In 2019, the Greg Fund rescued many animals in partnership with People for the Ethical Treatment of Animals, Animal Place, Poplar Spring Animal Sanctuary, and White Coat Waste Project among others. Today, I want to share with you just three of the most heartwarming stories from this year.
Elizabeth/Colley: In early March, I spent two days volunteering with PETA’s Community Animal Project, helping attend to chained and penned dogs in some of North Carolina’s poorest communities. At one stop, we found five dogs including Elizabeth (photo at left) tethered ten feet apart along the side of a house. When our team leader went to the door and began talking with the human owners, she learned that two of the dogs had recently been left there by family who moved away — and the owners were happy to release those dogs to PETA! So while the owners signed required paperwork, the rest of us moved the dogs into empty crates in our van.
After proceeding with more stops for doggie body condition checks, food and doghouse straw delivery, water pail refills, and waste cleanup, we returned to PETA’s Norfolk headquarters after dark. I helped get Elizabeth and her friend Bethany settled in to PETA’s shelter for the night (center photo) in preparation for transfer to the Norfolk SPCA Adoption Center and Veterinary Clinic where they were put up for adoption.
Elizabeth and Bethany were both friendly and healthy, and successfully found permanent homes within a month. Elizabeth, now renamed Colley, enjoys nothing better than snuggling on the couch with her human “parents” (photo at right).

▸ Region pointing data
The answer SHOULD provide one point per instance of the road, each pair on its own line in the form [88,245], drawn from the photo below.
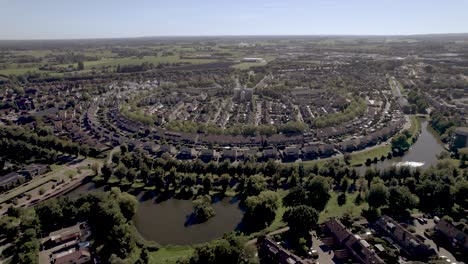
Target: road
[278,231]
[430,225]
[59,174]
--
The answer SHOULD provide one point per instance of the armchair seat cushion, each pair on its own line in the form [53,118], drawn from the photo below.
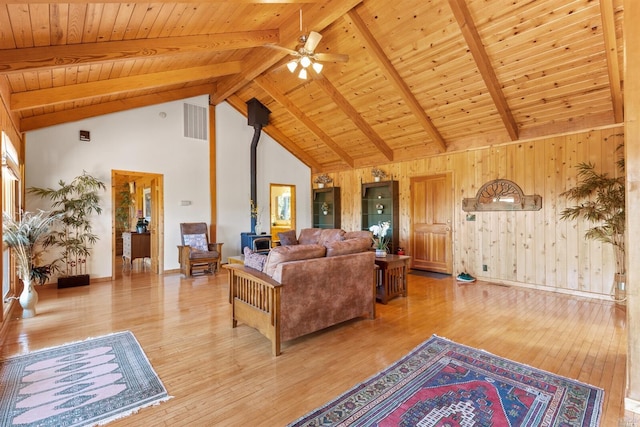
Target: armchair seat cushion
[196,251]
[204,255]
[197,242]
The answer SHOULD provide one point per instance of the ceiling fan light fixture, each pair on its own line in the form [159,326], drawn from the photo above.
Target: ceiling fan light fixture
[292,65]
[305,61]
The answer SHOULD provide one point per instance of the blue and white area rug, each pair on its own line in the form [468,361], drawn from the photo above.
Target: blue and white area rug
* * *
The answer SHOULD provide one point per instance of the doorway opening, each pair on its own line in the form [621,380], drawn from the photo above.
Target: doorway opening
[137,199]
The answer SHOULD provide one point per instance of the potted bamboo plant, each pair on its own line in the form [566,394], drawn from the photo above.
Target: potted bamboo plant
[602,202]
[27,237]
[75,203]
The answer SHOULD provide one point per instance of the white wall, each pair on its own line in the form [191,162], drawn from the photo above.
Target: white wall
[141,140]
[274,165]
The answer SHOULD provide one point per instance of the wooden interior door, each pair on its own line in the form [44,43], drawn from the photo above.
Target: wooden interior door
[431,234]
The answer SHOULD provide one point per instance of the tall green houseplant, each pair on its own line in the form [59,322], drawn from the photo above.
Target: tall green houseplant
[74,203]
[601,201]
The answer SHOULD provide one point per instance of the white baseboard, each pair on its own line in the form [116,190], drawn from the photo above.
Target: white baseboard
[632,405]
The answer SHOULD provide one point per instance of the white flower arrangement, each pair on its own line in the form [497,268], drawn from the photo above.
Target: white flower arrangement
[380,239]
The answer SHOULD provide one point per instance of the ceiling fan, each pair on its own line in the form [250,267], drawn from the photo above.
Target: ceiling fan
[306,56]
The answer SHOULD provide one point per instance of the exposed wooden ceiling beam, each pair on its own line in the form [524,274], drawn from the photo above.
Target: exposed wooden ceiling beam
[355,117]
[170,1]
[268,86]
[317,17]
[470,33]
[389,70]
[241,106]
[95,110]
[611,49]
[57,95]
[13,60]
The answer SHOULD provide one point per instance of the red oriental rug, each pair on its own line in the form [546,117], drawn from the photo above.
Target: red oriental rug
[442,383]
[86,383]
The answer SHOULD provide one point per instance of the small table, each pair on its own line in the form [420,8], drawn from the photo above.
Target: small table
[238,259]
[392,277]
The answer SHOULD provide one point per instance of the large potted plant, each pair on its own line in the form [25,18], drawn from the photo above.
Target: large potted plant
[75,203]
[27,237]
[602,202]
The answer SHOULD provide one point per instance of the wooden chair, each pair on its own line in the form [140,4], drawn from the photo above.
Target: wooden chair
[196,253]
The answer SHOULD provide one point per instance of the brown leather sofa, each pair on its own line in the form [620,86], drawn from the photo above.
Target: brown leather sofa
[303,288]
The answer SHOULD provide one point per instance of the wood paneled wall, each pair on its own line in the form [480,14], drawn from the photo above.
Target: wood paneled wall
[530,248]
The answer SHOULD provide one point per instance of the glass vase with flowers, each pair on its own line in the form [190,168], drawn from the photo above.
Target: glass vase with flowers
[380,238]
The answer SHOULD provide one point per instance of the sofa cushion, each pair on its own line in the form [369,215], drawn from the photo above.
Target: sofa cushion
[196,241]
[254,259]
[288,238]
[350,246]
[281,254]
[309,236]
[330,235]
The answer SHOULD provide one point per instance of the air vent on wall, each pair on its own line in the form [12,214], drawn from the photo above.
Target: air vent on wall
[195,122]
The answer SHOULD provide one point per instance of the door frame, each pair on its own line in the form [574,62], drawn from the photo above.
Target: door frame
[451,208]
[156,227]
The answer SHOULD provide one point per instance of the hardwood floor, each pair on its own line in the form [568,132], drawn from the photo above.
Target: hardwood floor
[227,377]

▸ Things to do
1 - Quote the Greg Fund rescue story word for word, starting with "Elizabeth/Colley: In early" and going on through "in our van.".
2 - Write what comes next in the Greg Fund rescue story, picking up after its final sentence.

▸ Answers to the exercise
1 -
Elizabeth/Colley: In early March, I spent two days volunteering with PETA’s Community Animal Project, helping attend to chained and penned dogs in some of North Carolina’s poorest communities. At one stop, we found five dogs including Elizabeth (photo at left) tethered ten feet apart along the side of a house. When our team leader went to the door and began talking with the human owners, she learned that two of the dogs had recently been left there by family who moved away — and the owners were happy to release those dogs to PETA! So while the owners signed required paperwork, the rest of us moved the dogs into empty crates in our van.

2 -
Remi, a Holstein who was born blind, was adopted by Poplar Spring Animal Sanctuary in February at three months of age, coming from a dairy in Pennsylvania whose farmers wanted her to have a good home. I met her for the first time in March as part of my weekly volunteer duties (photo). Remi has now integrated well with the rest of Poplar Spring’s rescued cow herd, and is able to follow them around the pasture even though she can’t see.
Badger is a 19-year-old horse who PETA’s Community Animal Project rescued in early October from a North Carolina neglect situation. The Greg Fund sponsored his foster care and rehabilitation — starting with long overdue teeth floating. I had the privilege of meeting Badger in mid-November, after he had gained almost 200 pounds and received a clean bill of health from the vet. The following week, he moved to a caring new permanent home nearby.